- **Task to carry out**
Each line below from the one containing "Field inspection note: the white cloud" through the one containing "Field inspection note: the window" should be output exactly as it stands, and no other line should appear.
Supplied information: Begin
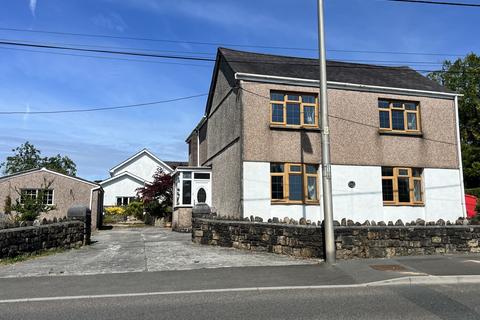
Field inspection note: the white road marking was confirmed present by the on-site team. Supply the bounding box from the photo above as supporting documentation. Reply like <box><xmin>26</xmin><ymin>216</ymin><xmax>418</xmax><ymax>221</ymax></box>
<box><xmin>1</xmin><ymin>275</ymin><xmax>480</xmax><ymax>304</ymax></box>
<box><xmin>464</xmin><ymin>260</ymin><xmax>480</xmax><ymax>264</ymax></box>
Supplied information: End
Supplied information: Begin
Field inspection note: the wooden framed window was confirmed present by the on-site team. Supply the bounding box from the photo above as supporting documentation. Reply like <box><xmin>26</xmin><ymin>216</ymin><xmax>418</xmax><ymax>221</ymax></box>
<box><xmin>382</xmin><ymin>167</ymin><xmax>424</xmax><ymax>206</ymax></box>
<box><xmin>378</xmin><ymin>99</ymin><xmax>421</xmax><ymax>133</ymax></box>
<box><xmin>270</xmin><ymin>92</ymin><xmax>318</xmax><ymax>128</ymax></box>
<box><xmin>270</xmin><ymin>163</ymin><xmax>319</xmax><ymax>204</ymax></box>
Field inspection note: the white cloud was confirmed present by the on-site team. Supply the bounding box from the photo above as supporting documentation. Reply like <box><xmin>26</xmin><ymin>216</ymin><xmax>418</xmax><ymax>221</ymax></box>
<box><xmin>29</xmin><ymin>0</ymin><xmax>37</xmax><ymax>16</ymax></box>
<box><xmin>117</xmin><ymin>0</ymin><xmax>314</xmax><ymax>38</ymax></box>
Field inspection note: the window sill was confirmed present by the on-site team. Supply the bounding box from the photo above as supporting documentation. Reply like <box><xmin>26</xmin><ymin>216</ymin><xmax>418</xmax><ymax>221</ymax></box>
Supplied information: End
Supplied information: Begin
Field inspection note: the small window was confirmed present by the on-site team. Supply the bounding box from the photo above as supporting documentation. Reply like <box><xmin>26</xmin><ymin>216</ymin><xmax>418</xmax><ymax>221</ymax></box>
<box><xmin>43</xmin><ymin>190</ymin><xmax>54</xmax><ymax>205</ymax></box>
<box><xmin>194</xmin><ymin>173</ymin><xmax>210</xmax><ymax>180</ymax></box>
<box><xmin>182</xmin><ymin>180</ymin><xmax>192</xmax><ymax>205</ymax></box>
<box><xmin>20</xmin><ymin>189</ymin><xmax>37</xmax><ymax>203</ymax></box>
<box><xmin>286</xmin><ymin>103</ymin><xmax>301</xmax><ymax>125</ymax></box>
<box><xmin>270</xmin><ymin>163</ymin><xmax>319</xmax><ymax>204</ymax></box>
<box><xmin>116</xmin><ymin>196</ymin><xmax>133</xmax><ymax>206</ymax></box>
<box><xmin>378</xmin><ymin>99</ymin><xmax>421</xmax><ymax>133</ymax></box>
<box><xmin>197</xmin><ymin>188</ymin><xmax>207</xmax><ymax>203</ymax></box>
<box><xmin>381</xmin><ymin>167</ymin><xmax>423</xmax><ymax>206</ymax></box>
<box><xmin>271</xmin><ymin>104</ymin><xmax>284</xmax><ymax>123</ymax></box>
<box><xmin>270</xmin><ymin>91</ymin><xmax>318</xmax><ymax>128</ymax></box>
Supplied information: End
- **Output for this task**
Field inspection note: the white cloud was confirmed present by the on-site team. Supply the bounding box from the photo above as supporting documentation. Reply like <box><xmin>26</xmin><ymin>216</ymin><xmax>418</xmax><ymax>221</ymax></box>
<box><xmin>29</xmin><ymin>0</ymin><xmax>37</xmax><ymax>16</ymax></box>
<box><xmin>117</xmin><ymin>0</ymin><xmax>314</xmax><ymax>38</ymax></box>
Field inspection note: the window sill was confirmed present by the on-site team. Supply the bounding box from the photo above as supporting documentation. Reply like <box><xmin>26</xmin><ymin>216</ymin><xmax>418</xmax><ymax>221</ymax></box>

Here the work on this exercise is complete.